TO DO: The records below need to come back exactly as they are, pictures omitted.

[Natural language region descriptions]

********

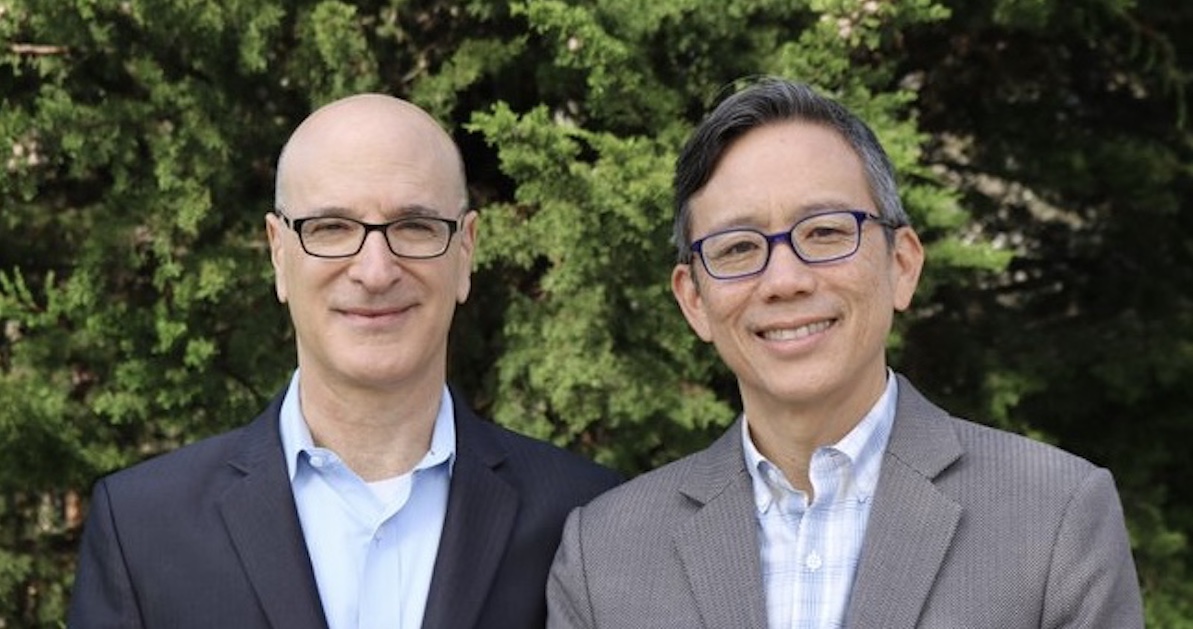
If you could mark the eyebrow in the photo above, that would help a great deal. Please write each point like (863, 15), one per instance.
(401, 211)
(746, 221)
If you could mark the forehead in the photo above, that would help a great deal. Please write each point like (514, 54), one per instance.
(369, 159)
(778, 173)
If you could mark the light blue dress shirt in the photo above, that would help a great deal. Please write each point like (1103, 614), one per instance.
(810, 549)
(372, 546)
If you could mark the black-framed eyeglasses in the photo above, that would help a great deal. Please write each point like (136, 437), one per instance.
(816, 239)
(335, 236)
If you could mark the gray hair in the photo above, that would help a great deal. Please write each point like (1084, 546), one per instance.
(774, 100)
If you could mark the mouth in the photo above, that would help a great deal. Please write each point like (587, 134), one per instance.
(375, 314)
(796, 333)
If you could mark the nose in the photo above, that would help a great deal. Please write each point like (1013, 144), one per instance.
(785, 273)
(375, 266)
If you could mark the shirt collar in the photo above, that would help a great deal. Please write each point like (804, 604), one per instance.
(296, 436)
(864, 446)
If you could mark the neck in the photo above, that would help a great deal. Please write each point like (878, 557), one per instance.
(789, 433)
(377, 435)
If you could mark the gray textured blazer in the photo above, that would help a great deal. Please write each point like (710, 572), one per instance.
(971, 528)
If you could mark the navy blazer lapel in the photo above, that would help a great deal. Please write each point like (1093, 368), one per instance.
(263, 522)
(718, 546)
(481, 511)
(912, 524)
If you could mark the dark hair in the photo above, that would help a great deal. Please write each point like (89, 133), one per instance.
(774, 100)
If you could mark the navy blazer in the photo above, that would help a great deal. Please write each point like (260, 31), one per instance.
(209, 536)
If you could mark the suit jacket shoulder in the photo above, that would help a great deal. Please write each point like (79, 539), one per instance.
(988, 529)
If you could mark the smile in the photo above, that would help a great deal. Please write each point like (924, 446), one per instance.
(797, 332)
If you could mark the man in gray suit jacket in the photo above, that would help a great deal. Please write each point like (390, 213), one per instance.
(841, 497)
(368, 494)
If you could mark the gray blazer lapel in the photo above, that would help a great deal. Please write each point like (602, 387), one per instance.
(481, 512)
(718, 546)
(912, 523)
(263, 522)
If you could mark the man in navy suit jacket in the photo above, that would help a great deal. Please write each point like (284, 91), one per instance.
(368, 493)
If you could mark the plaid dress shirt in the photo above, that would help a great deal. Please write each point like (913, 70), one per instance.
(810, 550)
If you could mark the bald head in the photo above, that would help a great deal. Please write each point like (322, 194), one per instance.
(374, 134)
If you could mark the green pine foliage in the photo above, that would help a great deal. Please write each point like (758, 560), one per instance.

********

YOUR RESPONSE:
If you could mark the eyebrow in the photo above, that would help a great deal. Please write each point like (863, 15), one per instance.
(401, 211)
(746, 221)
If you could mark the forehead in the photo above, that would help a great deal. Please write each point like (514, 54), one per instance.
(369, 159)
(778, 173)
If you could mark the light blue dress shirt in the photo above, that would help a great deal. Please write each point like (1103, 614), one per instance.
(810, 549)
(372, 546)
If you could mark the black-framed eyeglasses in the photo above, that would help a great deal. Please write each point like (136, 437), one per instance.
(816, 239)
(335, 236)
If you could mark the gray hair in the photo above, that would help a great deal. Please write each point like (1084, 546), one per instance.
(774, 100)
If you could mark the mouth in the photo above, that would help a great deal. Please write each point like (587, 134), one per instance.
(375, 314)
(796, 333)
If you could mark the nose in the photo above, that would help a great deal. Please write each point like (1013, 144), one per instance.
(785, 273)
(375, 266)
If you could mark the shirt collar in the photo above, that would help a great deal. Please write each point like (804, 604), one per instance.
(296, 436)
(864, 446)
If you could mark the neck in the photo above, that would help a great deal. Please write each point like (878, 557), one per instance.
(789, 433)
(377, 435)
If you could mark the gray textured blazer in the photo above, that would help a great deal. Please write each point like (710, 572), one per instance.
(971, 528)
If you could mark the navy blazer lapel in the photo above, that would help a great deal. Please write each point like (1093, 368), one per instance.
(263, 522)
(718, 546)
(481, 511)
(912, 524)
If you could mark the dark hair in the photo above, that would help a great deal. Please write each point like (89, 133), one per instance.
(774, 100)
If you could mark the navy blazer in the photo above, that would help a great deal. Please write each point like (260, 31), one per instance.
(209, 536)
If you could mark the suit jacket shoulder in the photo above, that would help a great deal. Please write each point like (79, 539), one per instance.
(988, 529)
If you could mark the smile in the photo above, that would help a great deal. Please write each point like (924, 446), one per instance.
(797, 332)
If you could mark the man in gray suit jacket in the photo above, that would help a great deal. Please write each point like (390, 213), one per instance.
(841, 497)
(368, 494)
If you could mark the gray blazer lapel in the photo above, that would help a great deal. Please write each point like (602, 387), one per instance.
(481, 512)
(718, 546)
(912, 523)
(263, 522)
If you could mark the man in navy suit jacket in the photo above, that would help a great deal. Please write each point like (284, 91), one per instance.
(368, 493)
If you could mark the plaid dress shirt in the photo above, that would help a great deal. Please write each point like (913, 70), one per instance.
(810, 550)
If you could mark the bald head in the photo above, that would help a great deal. Please write each point like (322, 194), one per instance.
(374, 134)
If you could mark the green pine foliage in the photo above, that would help a great deal. Please write each point like (758, 560), one per instance.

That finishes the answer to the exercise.